> **PROBLEM TO WORK ON**
Your task is to print all of the material verbatim.

Part of a data file:
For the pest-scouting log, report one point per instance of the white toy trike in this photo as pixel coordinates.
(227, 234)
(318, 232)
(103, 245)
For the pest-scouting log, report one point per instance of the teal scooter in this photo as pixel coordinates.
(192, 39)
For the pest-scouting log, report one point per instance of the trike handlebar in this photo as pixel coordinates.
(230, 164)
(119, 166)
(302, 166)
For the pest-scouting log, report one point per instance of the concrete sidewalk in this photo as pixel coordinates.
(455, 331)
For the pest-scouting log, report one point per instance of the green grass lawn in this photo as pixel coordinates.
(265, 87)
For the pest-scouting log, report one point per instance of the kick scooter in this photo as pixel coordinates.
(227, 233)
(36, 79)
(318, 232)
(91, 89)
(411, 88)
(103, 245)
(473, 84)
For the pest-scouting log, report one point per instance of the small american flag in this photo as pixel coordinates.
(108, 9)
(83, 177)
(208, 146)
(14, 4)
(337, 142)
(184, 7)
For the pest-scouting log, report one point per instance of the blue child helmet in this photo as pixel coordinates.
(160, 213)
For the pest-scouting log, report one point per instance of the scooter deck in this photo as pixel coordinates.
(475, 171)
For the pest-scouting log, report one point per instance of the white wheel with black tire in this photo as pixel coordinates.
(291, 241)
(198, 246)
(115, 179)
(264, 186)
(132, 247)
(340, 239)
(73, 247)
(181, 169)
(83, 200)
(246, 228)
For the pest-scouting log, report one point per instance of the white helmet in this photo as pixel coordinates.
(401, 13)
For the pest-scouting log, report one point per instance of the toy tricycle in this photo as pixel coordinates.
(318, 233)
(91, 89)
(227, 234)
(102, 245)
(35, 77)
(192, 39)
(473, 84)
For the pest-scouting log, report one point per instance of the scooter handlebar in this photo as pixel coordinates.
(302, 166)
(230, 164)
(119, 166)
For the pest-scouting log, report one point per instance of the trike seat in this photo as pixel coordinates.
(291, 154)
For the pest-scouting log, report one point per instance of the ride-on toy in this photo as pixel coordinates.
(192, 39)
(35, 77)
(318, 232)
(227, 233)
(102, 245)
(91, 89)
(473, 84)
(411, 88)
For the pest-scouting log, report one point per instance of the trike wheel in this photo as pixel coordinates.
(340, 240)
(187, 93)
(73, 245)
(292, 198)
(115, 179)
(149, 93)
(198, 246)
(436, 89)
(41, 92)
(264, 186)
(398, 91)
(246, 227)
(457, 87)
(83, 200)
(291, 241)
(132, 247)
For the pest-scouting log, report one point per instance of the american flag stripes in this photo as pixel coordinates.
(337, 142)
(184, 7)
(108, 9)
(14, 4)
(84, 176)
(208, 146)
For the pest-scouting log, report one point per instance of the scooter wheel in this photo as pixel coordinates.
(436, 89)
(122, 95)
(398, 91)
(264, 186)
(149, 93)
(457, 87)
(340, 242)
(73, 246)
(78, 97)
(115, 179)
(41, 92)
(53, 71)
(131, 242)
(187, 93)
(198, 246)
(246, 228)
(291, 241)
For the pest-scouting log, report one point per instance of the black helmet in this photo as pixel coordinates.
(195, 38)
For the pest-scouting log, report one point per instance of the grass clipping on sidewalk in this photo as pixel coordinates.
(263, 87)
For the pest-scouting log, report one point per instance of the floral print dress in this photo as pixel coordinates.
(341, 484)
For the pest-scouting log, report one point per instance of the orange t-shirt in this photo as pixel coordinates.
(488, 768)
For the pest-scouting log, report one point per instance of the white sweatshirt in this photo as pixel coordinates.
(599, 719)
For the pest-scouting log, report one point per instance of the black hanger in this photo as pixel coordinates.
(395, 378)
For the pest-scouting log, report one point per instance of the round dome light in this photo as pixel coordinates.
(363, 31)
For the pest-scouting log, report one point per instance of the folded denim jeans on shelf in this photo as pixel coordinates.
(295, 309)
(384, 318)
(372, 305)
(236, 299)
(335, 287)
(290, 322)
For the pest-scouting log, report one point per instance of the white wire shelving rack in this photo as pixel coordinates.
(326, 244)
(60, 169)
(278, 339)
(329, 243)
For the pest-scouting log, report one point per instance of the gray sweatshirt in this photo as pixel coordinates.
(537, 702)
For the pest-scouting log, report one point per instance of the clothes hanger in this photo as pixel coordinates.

> **RESULT OF THE TASK**
For the pest-scouting log, report one point per instance of the white toy trike in this photo as pixel coordinates.
(227, 234)
(318, 232)
(103, 245)
For the pest-scouting log, report one point per instance of the teal scooter in this photo as pixel coordinates.
(192, 39)
For the pest-scouting log, report one point per instance of the trike handlebar in this photo as pixel coordinates.
(230, 164)
(119, 166)
(302, 166)
For the pest-scouting log, report one point per instance of the concrete sidewalk in this photo as pixel coordinates.
(455, 331)
For the pest-scouting log, report one point per instance of the green grass lawn in this photo as pixel coordinates.
(265, 87)
For the pest-scouting log, report one point per instance of the kick scooter in this photo as pixel coordinates.
(227, 233)
(36, 79)
(318, 232)
(91, 89)
(411, 88)
(103, 245)
(473, 84)
For the pest-scouting log, report one point per instance of the small american flag in this photo as pixel coordinates.
(108, 9)
(83, 177)
(208, 146)
(14, 4)
(337, 142)
(184, 7)
For the pest-scouting log, report one point per instance of the blue child helmet in this photo as pixel coordinates.
(160, 213)
For the pest-scouting log, report one point per instance of the scooter deck in this photo as pixel coordinates.
(475, 171)
For the pest-scouting log, report one point per instance of the white wheel with black tire in this photo as pixel coordinates.
(291, 241)
(198, 246)
(115, 179)
(264, 186)
(132, 247)
(340, 239)
(73, 247)
(181, 169)
(83, 200)
(246, 228)
For the pest-scouting log, report one point per instance of the white helmet in this photo as pixel coordinates.
(401, 13)
For the pest-scouting log, report one point per instance of the toy tricycle in this photo as pixel coordinates.
(318, 233)
(91, 89)
(227, 234)
(102, 245)
(35, 77)
(192, 39)
(473, 84)
For the pest-scouting log, report one point per instance of the scooter handlebar in this photo as pixel coordinates.
(302, 166)
(230, 164)
(119, 166)
For the pest-scouting log, report one point per instance of the trike seat in this photo as pixel coordinates.
(291, 154)
For the pest-scouting log, report one point per instance of the ride-on toy in this photo as pixel coordinates.
(192, 39)
(35, 77)
(318, 232)
(227, 233)
(102, 245)
(91, 89)
(473, 84)
(411, 88)
For the pest-scouting log, report one point per instance of the trike wheel in this photo as pixel coordinates.
(340, 240)
(187, 93)
(73, 245)
(292, 198)
(115, 179)
(149, 93)
(198, 246)
(436, 89)
(41, 92)
(264, 186)
(398, 91)
(246, 227)
(457, 87)
(83, 200)
(291, 241)
(132, 247)
For the pest-scouting log, report one point per instance of the american flag stripes in this photo as pixel coordinates.
(337, 142)
(184, 7)
(108, 9)
(14, 4)
(84, 176)
(208, 146)
For the pest-scouting log, report one point per instance of the scooter wheel in this photo as pixel coordinates.
(436, 89)
(122, 95)
(398, 91)
(264, 186)
(149, 93)
(457, 87)
(340, 242)
(73, 246)
(78, 97)
(115, 179)
(41, 92)
(53, 71)
(131, 242)
(187, 93)
(198, 246)
(246, 228)
(291, 241)
For the pest-scouting log, report one point per instance of the black helmet in this photo as pixel coordinates.
(195, 38)
For the pest-scouting log, report one point per instance of the grass clipping on sidewalk in this photo as pixel coordinates.
(263, 87)
For the pest-scouting log, report one point per instance of the floral print dress in this photo as pixel coordinates.
(341, 484)
For the pest-scouting log, report one point per instance of the orange t-shirt in this photo as pixel coordinates.
(488, 768)
For the pest-scouting log, report one point per instance of the white sweatshirt in this photo as pixel coordinates.
(599, 719)
For the pest-scouting log, report one point per instance of the black hanger in this photo as pixel coordinates.
(395, 378)
For the pest-scouting log, report one point per instance of the round dome light in this photo as pixel coordinates.
(363, 31)
For the pest-scouting log, report one point per instance of the folded denim jeans on shelf in this photo as pixel coordinates.
(295, 309)
(384, 318)
(372, 305)
(236, 299)
(335, 287)
(290, 322)
For the pest-scouting log, report one point per instance of the white wire shelving rack in this photo as pixel coordinates.
(326, 244)
(60, 169)
(278, 339)
(329, 243)
For the pest-scouting log, report one point per instance of the gray sweatshirt in this photo as pixel coordinates.
(537, 702)
For the pest-scouting log, report one point per instance of the clothes hanger in this photo as pixel coordinates.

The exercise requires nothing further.